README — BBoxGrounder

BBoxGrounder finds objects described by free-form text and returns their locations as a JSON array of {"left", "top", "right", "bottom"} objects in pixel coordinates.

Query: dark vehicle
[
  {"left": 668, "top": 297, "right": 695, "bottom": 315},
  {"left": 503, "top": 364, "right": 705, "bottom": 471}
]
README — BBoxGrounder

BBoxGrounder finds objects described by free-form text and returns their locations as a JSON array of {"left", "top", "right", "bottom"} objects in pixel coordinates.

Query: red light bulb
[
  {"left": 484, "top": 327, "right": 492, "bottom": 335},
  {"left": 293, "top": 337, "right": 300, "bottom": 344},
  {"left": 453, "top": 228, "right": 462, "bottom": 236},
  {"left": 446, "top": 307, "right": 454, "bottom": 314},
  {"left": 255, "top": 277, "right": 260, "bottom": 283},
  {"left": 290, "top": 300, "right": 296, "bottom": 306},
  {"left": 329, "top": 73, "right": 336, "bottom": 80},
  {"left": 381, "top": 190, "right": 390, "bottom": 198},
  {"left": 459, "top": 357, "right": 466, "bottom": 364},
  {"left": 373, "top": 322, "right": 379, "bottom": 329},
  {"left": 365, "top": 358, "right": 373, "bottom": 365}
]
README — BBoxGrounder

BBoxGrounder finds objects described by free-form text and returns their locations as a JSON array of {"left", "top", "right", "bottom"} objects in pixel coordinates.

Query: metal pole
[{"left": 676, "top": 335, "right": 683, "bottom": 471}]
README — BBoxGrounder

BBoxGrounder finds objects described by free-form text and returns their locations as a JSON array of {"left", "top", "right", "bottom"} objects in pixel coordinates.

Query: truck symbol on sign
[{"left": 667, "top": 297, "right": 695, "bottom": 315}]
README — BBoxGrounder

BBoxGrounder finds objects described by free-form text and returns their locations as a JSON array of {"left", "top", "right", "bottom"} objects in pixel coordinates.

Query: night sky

□ □ □ □

__Task requirements__:
Every record above needs to be copied exactly.

__Solution below__:
README — BBoxGrounder

BBoxGrounder finds objects described by free-form text and returns their locations as a JSON array of {"left", "top", "right", "bottom"} objects in pixel coordinates.

Query: dark vehicle
[
  {"left": 668, "top": 297, "right": 695, "bottom": 315},
  {"left": 503, "top": 364, "right": 705, "bottom": 471}
]
README — BBoxGrounder

BBoxGrounder finds objects described by free-form text and returns their locations as a JSON array of {"left", "top", "right", "bottom"} objects in pixel coordinates.

Query: red light bulb
[
  {"left": 484, "top": 327, "right": 492, "bottom": 335},
  {"left": 293, "top": 337, "right": 300, "bottom": 344},
  {"left": 453, "top": 228, "right": 462, "bottom": 236},
  {"left": 446, "top": 307, "right": 454, "bottom": 314},
  {"left": 255, "top": 277, "right": 260, "bottom": 283},
  {"left": 290, "top": 300, "right": 296, "bottom": 306},
  {"left": 329, "top": 73, "right": 336, "bottom": 80},
  {"left": 381, "top": 190, "right": 390, "bottom": 198},
  {"left": 459, "top": 357, "right": 466, "bottom": 364},
  {"left": 373, "top": 322, "right": 379, "bottom": 329},
  {"left": 365, "top": 358, "right": 373, "bottom": 365}
]
README — BBoxGrounder

BBoxGrounder finds objects described by free-form text and returns their locations as a JSON array of {"left", "top", "right", "bottom"} objects in pixel coordinates.

Query: metal pole
[{"left": 676, "top": 335, "right": 683, "bottom": 471}]
README — BBoxGrounder

BBoxGrounder finds objects described by free-form text and returns their locations as a JSON array of {"left", "top", "right", "bottom"} objects in pixel coordinates.

Query: truck symbol on sign
[{"left": 667, "top": 297, "right": 695, "bottom": 315}]
README — BBoxGrounder

BBoxGrounder finds objects described by free-form text and returns their locations as a JSON array of {"left", "top", "right", "bottom"} objects in pixel coordinates.

Query: night sky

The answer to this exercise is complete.